(WORK TO DO):
Write out the lines from the one with "Annotation guideline — the target class is short" to the one with "291;138;312;146", both included, keeping them word for word.

(Stored records)
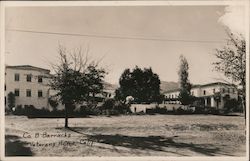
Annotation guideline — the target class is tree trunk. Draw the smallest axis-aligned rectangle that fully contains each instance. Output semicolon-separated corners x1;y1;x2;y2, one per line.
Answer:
64;103;70;128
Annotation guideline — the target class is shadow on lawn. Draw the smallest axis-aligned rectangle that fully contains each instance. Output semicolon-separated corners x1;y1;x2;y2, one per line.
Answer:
5;135;33;156
89;135;219;156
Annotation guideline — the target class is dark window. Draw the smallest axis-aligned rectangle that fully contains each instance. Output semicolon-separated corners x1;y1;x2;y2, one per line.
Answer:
38;75;43;83
38;90;43;97
27;74;31;82
26;89;31;97
14;89;20;96
15;73;20;81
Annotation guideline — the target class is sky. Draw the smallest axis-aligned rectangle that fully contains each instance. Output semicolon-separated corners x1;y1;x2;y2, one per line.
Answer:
5;6;245;84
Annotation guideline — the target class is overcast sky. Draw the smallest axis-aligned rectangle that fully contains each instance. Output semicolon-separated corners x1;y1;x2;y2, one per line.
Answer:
6;6;244;84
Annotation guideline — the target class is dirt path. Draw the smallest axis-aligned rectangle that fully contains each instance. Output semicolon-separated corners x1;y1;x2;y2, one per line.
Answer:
5;115;245;156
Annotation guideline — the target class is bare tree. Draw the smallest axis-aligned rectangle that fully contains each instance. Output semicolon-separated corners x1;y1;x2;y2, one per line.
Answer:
213;32;246;118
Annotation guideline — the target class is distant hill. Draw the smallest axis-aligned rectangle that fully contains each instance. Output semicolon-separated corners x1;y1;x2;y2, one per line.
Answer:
160;81;179;92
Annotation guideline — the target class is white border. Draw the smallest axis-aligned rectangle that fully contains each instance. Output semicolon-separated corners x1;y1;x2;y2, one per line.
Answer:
0;0;250;161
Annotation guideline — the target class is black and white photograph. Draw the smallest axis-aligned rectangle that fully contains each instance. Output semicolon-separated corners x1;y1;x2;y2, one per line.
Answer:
1;1;249;161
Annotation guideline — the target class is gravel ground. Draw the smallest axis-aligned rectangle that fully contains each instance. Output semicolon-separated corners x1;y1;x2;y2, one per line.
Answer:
5;115;246;156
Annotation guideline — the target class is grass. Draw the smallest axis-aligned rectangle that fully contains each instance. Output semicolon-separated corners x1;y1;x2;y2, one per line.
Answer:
5;115;246;156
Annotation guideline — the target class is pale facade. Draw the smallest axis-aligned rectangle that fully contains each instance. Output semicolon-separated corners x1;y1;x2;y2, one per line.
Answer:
164;82;238;109
5;65;115;110
5;65;50;108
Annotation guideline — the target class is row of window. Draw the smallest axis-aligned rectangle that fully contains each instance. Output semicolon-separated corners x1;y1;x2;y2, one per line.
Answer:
14;73;43;83
166;88;235;98
14;89;43;97
202;88;235;95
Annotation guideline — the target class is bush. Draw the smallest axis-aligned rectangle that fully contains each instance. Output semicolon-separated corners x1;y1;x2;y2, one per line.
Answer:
102;98;115;110
224;99;240;113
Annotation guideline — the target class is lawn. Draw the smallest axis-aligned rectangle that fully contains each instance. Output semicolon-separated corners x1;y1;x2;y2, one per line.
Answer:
5;115;246;156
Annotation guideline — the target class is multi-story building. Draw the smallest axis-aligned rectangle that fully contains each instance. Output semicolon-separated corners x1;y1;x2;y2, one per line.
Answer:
164;82;238;109
5;65;114;109
5;65;50;108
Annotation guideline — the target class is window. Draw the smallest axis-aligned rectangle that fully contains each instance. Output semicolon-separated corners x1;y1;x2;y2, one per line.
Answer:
26;89;31;97
38;75;43;83
37;90;43;97
26;74;31;82
14;89;20;97
15;73;20;81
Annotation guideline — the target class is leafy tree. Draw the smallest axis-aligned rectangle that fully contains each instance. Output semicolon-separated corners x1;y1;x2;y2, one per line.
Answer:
116;66;160;103
213;32;246;117
178;55;193;105
8;92;16;110
50;46;106;128
48;97;58;111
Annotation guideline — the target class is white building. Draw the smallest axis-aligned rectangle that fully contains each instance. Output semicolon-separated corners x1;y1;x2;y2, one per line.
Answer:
164;82;238;109
5;65;115;109
5;65;50;108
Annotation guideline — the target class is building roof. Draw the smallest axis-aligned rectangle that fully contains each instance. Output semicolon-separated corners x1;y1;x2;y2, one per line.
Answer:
164;82;233;94
6;65;50;73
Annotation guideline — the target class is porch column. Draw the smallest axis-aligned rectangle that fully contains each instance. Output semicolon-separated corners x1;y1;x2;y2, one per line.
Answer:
211;97;215;107
204;98;207;106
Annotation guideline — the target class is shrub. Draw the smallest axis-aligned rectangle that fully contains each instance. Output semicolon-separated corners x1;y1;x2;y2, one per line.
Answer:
102;98;115;110
224;99;240;113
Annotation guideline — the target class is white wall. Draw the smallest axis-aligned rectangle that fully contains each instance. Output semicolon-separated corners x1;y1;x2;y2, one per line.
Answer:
5;68;49;108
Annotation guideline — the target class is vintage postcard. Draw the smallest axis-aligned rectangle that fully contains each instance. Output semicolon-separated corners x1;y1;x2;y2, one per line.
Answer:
0;1;249;161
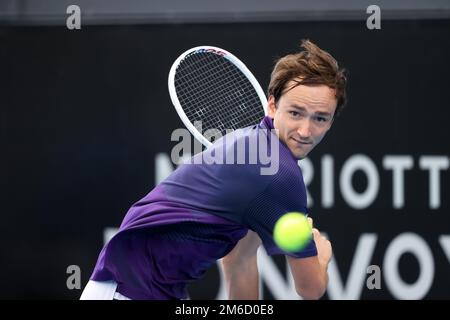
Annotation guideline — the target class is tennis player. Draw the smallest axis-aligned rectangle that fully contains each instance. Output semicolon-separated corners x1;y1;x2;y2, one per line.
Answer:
81;41;346;300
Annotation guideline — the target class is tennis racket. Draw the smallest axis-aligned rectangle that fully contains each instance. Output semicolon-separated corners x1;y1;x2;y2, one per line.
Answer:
168;46;267;147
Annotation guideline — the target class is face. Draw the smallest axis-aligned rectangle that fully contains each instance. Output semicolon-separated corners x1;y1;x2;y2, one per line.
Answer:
268;82;337;159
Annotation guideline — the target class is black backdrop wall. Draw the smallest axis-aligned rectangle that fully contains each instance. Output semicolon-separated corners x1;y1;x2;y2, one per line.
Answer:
0;20;450;299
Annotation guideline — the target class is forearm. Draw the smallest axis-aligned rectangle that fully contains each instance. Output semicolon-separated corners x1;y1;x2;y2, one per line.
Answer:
223;254;259;300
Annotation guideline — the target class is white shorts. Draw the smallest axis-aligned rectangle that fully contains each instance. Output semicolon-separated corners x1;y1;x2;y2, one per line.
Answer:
80;280;131;300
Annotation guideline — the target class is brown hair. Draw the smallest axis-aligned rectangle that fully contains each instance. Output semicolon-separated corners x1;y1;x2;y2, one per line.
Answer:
268;40;347;115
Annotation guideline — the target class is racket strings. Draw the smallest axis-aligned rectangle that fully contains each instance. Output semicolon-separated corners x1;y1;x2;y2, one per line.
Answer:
175;52;264;139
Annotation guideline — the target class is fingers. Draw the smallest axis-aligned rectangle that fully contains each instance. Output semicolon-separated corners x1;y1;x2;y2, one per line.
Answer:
307;217;313;228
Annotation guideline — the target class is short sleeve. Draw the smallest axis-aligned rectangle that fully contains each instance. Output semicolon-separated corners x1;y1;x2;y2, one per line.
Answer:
244;166;317;258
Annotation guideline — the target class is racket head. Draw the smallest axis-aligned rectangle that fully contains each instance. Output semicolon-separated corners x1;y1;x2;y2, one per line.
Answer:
168;46;267;147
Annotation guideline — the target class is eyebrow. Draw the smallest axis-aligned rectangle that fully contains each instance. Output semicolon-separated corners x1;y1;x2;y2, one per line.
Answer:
290;104;331;117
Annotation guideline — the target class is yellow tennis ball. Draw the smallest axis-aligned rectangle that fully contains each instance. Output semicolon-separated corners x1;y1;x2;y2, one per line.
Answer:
273;212;312;252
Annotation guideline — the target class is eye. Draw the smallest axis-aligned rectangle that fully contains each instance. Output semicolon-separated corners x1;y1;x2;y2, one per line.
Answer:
314;116;328;122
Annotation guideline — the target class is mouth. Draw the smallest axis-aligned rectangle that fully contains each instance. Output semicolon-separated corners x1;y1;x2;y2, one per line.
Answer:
291;138;312;146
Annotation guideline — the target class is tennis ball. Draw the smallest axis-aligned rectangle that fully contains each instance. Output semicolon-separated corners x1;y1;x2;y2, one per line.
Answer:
273;212;312;252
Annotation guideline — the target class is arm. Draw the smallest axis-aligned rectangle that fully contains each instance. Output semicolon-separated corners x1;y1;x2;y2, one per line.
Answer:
222;230;261;300
287;218;332;300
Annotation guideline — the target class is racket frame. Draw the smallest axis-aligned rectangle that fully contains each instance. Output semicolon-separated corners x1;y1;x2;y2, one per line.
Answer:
168;46;267;147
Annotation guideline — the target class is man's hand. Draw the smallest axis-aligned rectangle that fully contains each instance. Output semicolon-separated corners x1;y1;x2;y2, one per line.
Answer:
308;218;333;270
287;218;332;300
222;230;261;300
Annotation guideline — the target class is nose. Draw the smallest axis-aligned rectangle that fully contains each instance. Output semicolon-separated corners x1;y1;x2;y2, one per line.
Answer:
297;118;311;140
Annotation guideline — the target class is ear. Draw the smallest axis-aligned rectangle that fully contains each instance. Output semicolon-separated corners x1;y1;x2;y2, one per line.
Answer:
267;95;277;119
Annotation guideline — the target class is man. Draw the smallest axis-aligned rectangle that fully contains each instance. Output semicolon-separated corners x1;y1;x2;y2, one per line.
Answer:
81;41;346;299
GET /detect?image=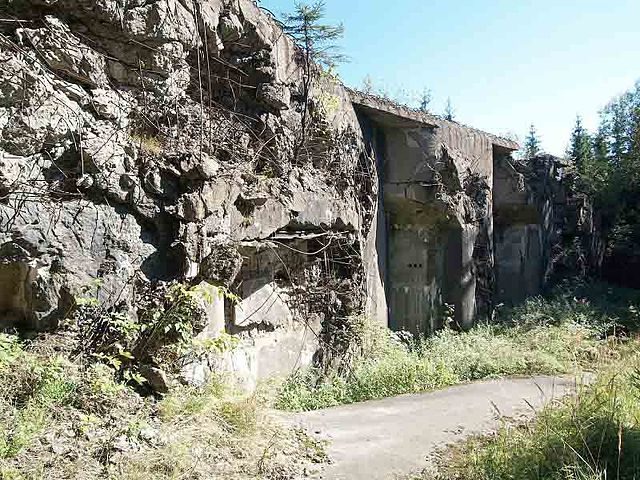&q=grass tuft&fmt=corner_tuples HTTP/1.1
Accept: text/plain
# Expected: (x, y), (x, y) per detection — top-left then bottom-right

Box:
(276, 283), (640, 411)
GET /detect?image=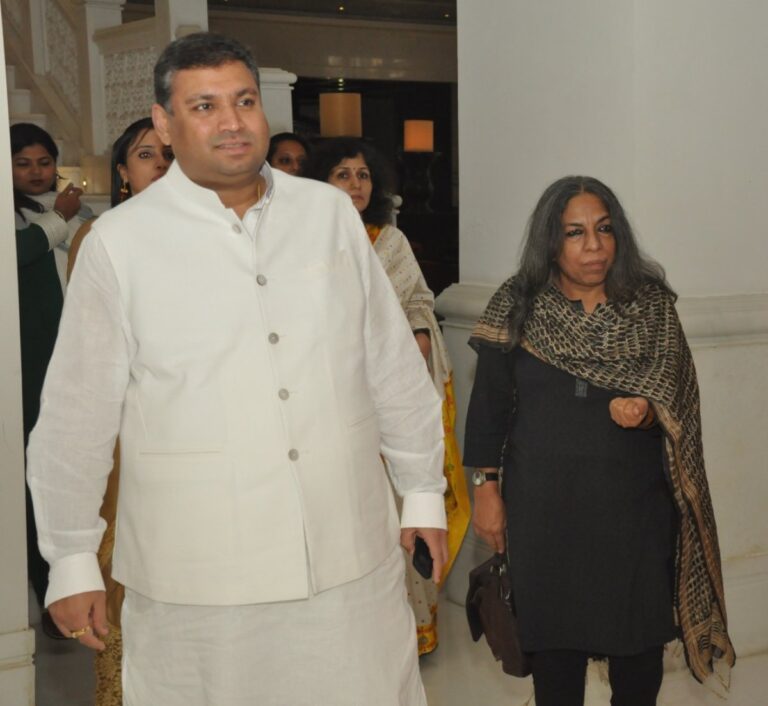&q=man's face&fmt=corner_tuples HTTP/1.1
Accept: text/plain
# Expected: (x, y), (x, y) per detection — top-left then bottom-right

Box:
(152, 61), (269, 191)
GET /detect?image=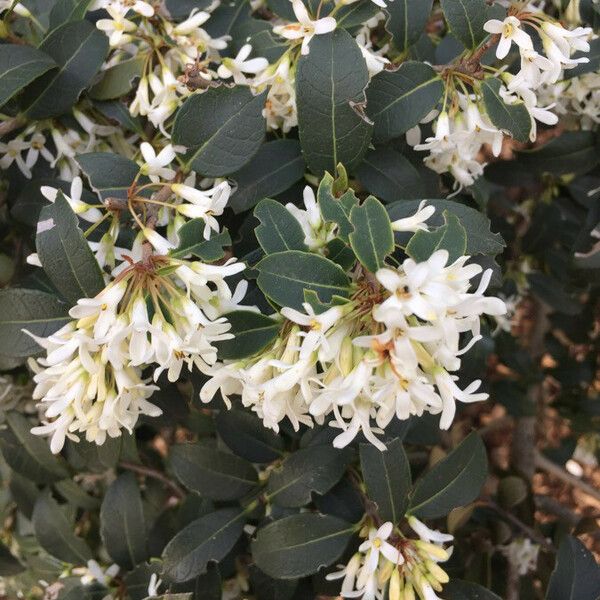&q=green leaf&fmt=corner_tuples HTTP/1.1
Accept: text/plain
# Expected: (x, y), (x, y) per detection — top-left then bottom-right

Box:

(FULL ANSWER):
Annotation guideline — the target class is short sleeve. Draw the smallest axis-aligned rectangle that fully contains each instance. Output semicolon-separated corners x1;y1;x2;y2, one per line.
Answer:
244;166;317;258
Annotation guideline — the target class is racket head. Draw the smallest axis-aligned rectangle that fully contains each instance. Output semicolon-separated corners x1;y1;x2;y2, one per line.
Answer:
168;46;267;147
Annotation guideline — the target class is eyebrow. Draw the smallest axis-aligned rectangle that fully contains each instance. Output semicolon-separated corners x1;y1;x2;y2, one per line.
Answer:
290;104;331;117
Annotation guideline — the target class is yellow tennis ball. Draw the smallest axis-aligned rectangle that fully contains each instance. Output semicolon-separated corners x1;y1;x2;y2, one per line.
Answer:
273;212;312;252
Annotation guideline — the target class is eye. Draw the smallest axis-aligned rectangle that fully contains each instance. Output semicolon-separated corners x1;y1;x2;y2, one per line.
Answer:
314;116;328;122
Annotation guideline — the target class is mouth. Draw the smallest axis-aligned rectangle that fully contains each instance. Output semicolon-separated corners x1;y1;x2;y2, one per line.
Answer:
291;138;312;146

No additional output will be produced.